[Photo-based referring expression data]
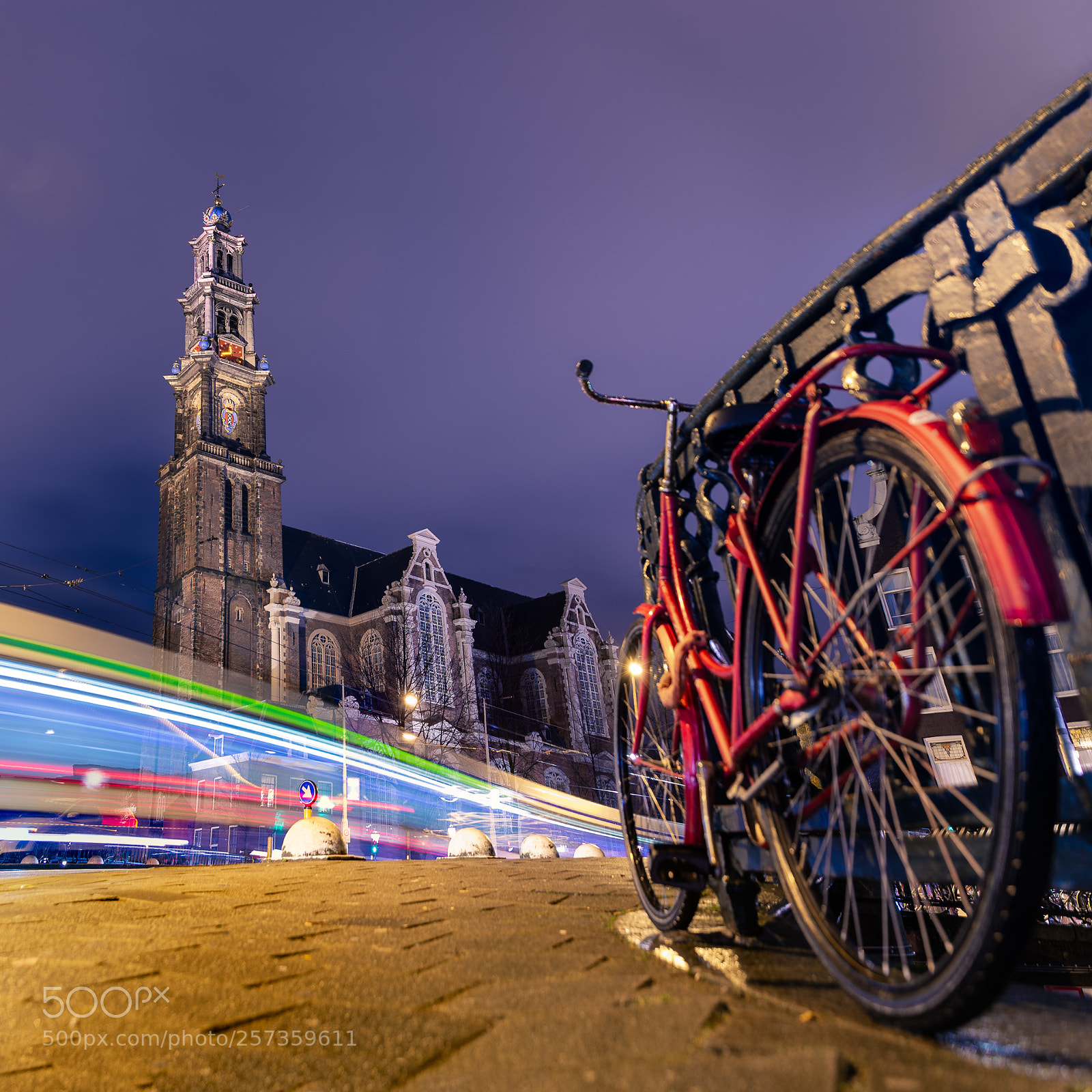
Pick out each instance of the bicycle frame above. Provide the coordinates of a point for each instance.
(1017, 560)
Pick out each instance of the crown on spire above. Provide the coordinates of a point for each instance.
(216, 216)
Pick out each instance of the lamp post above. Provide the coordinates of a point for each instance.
(345, 831)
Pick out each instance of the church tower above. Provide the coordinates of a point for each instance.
(220, 496)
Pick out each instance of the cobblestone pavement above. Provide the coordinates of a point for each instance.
(449, 975)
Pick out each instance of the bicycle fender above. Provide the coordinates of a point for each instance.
(1014, 549)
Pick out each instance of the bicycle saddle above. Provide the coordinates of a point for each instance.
(728, 426)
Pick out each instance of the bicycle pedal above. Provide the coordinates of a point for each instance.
(682, 866)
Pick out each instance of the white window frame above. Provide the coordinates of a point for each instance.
(433, 646)
(587, 665)
(326, 642)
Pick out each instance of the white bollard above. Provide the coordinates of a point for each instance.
(470, 842)
(538, 848)
(588, 850)
(313, 838)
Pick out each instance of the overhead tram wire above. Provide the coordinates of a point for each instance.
(96, 573)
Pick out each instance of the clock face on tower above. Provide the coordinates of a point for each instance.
(229, 414)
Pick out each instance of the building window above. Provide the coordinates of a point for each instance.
(588, 685)
(434, 653)
(489, 686)
(1062, 674)
(895, 597)
(324, 662)
(533, 695)
(556, 780)
(934, 695)
(371, 660)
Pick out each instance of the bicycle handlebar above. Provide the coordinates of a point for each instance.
(584, 369)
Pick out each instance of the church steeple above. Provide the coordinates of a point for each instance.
(220, 496)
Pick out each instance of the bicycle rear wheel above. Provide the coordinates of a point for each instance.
(912, 820)
(650, 803)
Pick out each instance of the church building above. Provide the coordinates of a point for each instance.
(393, 642)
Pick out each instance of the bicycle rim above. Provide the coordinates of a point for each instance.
(912, 822)
(651, 804)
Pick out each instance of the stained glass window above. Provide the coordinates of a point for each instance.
(588, 684)
(371, 658)
(434, 655)
(533, 695)
(324, 661)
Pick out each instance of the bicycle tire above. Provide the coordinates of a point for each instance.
(646, 797)
(926, 936)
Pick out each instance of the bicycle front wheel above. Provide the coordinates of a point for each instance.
(651, 804)
(911, 820)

Task goal: Please copy the line that contains "Pick out each instance of the bicycle handlebar" and each line after it through the end of the records, exactly, and no other lines.

Response:
Pick out each instance of the bicycle handlebar above. Provide the coordinates of a point for each instance.
(584, 369)
Pick out each instance of the church steeple above. Provide the coordinates of a point for each instance.
(220, 496)
Pick out each instance of the bicycle rear wheel above. Provide the coordinates of a point for each instance.
(912, 820)
(650, 803)
Pick out each instance of the church building above. Provide the coordinates of a point for each instance.
(393, 642)
Pick out each instance of the bicycle rim above. Provide the coordinates of a point for each instance.
(912, 822)
(651, 804)
Pick out each instance of the stained glass window above. Provide the coordinates of a point for each instance.
(588, 684)
(371, 658)
(434, 655)
(533, 695)
(324, 661)
Pick out each instance of the bicycle tire above. Provide the coordinates of a point for each instance.
(646, 797)
(926, 936)
Pick out each instance of the bicycle front wheel above. Provide the coordinates of a point for each instance.
(651, 804)
(911, 820)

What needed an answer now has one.